— Provided text —
>>>>>

An ensemble learning model that builds multiple decision trees and averages their predictions.

Handles non-linear relationships and works well with imbalanced and noisy data.

**2.XGBoost Classifier**

An optimized gradient boosting algorithm known for speed and performance.

Effectively captures complex patterns and handles overfitting through regularization.

**3.Logistic Regression**

A linear model used for multiclass classification.

Interpretable and performs well when the relationship between features and output is mostly linear.

**4.Stacking Classifier (Final Model)**

Combines predictions from Random Forest, XGBoost, and Logistic Regression.

Uses Logistic Regression as a meta-model to improve accuracy and reduce individual model bias.

# ***6.Evaluation Metrics Used -***
**1.Accuracy** – Measures the proportion of correctly predicted samples over total samples.

**2.Precision** – Measures how many of the positively predicted samples were actually positive.

**3.Recall** – Measures how many actual positive samples were correctly predicted.

**4.F1 Score** – Harmonic mean of precision and recall (used when class distribution is imbalanced).

**5.Confusion Matrix** – Gives a complete view of model performance across all classes.



# ***7.Conclusion -***
This project successfully built a machine learning-based system to classify customer credit scores using financial and behavioral data. With techniques like EDA, feature engineering, SMOTE, and model stacking, the final model achieved high accuracy and is ready for deployment. It enables Paisabazaar to improve loan decisions, reduce credit risk, and detect potential fraud more effectively.

The Stacking Classifier achieved the highest accuracy (~91%) and balanced performance across all metrics, making it the best choice for deployment in predicting credit scores accurately.

<<<<<

(Excerpts from a point labeling dataset)

>>>>>

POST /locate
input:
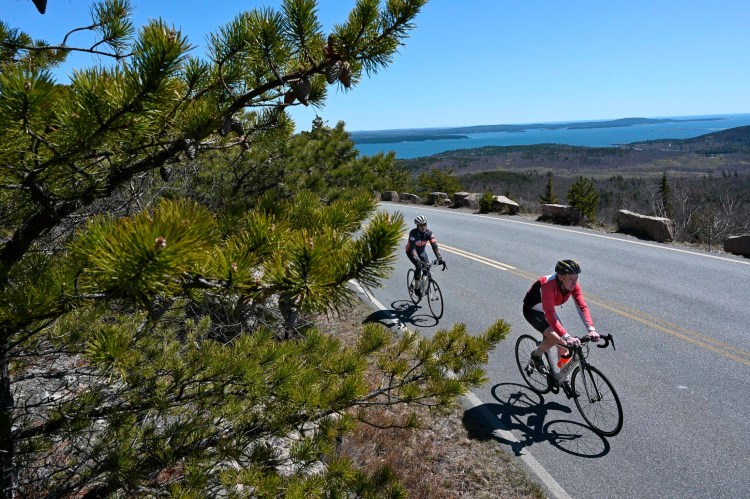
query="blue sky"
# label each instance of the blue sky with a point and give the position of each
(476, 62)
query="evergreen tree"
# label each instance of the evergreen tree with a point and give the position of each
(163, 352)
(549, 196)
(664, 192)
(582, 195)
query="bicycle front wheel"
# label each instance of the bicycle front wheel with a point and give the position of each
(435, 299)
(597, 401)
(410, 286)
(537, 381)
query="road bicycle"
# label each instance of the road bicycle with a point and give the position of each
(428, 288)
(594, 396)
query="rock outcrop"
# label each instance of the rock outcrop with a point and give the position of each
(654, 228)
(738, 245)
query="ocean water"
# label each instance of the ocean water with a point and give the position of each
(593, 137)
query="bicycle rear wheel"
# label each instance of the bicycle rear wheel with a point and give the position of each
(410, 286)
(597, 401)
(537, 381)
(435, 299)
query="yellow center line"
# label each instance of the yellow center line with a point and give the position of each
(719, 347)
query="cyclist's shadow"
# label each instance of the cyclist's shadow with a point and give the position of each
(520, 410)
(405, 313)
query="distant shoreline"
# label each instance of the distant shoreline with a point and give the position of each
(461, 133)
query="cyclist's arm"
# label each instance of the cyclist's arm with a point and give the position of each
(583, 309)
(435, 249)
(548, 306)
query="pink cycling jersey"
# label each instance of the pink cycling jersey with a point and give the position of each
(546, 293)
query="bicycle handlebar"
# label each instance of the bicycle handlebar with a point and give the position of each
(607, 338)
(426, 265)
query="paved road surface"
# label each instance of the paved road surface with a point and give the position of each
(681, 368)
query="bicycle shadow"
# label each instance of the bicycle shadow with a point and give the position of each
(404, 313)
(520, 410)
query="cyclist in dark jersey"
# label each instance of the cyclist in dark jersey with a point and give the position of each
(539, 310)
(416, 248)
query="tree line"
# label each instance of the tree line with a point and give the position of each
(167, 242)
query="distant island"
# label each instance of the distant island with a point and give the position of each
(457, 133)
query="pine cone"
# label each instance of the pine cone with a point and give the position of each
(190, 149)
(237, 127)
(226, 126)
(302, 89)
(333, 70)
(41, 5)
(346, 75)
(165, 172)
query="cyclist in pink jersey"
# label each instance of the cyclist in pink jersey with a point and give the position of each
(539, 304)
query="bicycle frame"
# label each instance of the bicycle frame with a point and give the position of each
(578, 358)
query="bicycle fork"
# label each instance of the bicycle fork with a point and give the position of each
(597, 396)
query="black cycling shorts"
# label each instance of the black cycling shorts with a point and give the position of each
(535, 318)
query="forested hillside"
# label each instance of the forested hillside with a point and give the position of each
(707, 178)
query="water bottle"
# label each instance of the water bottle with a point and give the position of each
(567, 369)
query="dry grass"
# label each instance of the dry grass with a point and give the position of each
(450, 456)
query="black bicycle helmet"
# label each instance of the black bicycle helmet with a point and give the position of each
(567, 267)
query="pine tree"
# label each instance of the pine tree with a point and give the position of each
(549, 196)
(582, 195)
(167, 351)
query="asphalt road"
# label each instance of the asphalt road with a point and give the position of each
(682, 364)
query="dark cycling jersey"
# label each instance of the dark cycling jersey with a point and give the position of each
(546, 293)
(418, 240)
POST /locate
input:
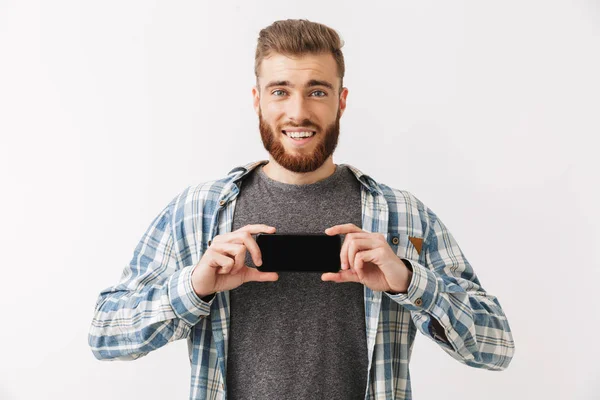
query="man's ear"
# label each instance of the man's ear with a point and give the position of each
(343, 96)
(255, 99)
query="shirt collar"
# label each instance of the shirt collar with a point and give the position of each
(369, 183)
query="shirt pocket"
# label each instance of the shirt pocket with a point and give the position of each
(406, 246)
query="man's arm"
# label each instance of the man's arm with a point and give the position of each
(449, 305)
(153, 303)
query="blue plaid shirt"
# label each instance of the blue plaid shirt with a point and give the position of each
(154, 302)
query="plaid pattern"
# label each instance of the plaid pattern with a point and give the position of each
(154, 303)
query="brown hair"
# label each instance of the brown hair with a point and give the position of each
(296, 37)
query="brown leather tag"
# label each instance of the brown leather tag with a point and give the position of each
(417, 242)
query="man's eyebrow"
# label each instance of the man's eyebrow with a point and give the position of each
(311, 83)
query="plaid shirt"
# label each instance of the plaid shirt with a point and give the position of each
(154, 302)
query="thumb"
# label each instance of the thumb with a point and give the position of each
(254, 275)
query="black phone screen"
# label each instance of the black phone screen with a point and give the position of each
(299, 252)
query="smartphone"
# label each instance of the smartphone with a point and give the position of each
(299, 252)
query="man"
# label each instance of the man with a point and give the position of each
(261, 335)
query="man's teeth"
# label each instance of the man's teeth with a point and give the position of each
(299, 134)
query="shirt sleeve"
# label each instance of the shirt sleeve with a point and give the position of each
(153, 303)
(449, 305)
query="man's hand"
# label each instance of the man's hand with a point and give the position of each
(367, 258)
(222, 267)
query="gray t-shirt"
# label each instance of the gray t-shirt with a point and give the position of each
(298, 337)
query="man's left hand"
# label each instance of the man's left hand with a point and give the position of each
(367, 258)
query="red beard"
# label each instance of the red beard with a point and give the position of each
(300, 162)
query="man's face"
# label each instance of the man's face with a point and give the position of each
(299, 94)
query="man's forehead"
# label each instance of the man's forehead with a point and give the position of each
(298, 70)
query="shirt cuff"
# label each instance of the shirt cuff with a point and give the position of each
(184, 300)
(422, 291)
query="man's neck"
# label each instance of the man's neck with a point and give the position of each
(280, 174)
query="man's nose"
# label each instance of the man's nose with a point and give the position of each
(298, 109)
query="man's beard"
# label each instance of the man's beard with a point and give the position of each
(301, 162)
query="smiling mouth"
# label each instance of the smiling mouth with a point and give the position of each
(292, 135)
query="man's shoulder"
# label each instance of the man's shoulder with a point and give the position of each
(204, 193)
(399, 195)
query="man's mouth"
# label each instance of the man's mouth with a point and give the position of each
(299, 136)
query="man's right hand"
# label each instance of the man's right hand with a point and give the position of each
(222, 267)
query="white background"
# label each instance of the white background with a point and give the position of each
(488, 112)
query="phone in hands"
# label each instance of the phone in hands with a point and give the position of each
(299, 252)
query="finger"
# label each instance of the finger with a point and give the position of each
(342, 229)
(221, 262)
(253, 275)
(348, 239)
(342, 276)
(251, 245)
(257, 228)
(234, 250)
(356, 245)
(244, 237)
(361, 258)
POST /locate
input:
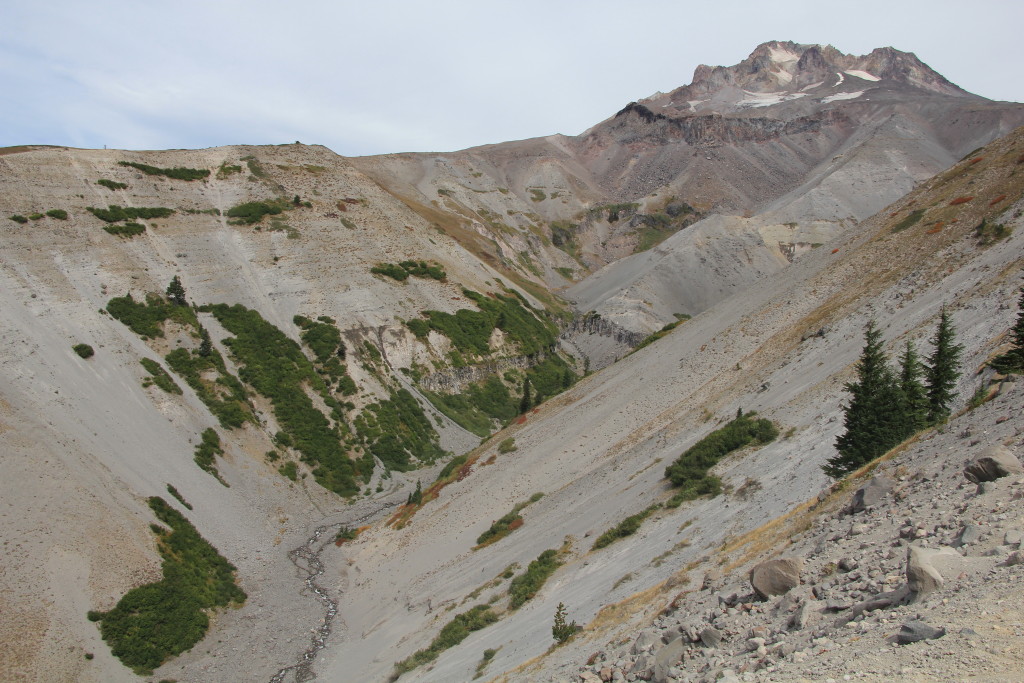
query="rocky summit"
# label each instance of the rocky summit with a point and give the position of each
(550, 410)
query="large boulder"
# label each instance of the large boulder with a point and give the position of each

<<<<<

— Exercises —
1. From the credit score classification write-up, repeat word for word the passage starting at "Uses Logistic Regression" and ending at "distribution is imbalanced).".
2. Name every evaluation metric listed in the credit score classification write-up.

— Results by task —
1.
Uses Logistic Regression as a meta-model to improve accuracy and reduce individual model bias.

# ***6.Evaluation Metrics Used -***
**1.Accuracy** – Measures the proportion of correctly predicted samples over total samples.

**2.Precision** – Measures how many of the positively predicted samples were actually positive.

**3.Recall** – Measures how many actual positive samples were correctly predicted.

**4.F1 Score** – Harmonic mean of precision and recall (used when class distribution is imbalanced).

2.
Accuracy
Precision
Recall
F1 Score
Confusion Matrix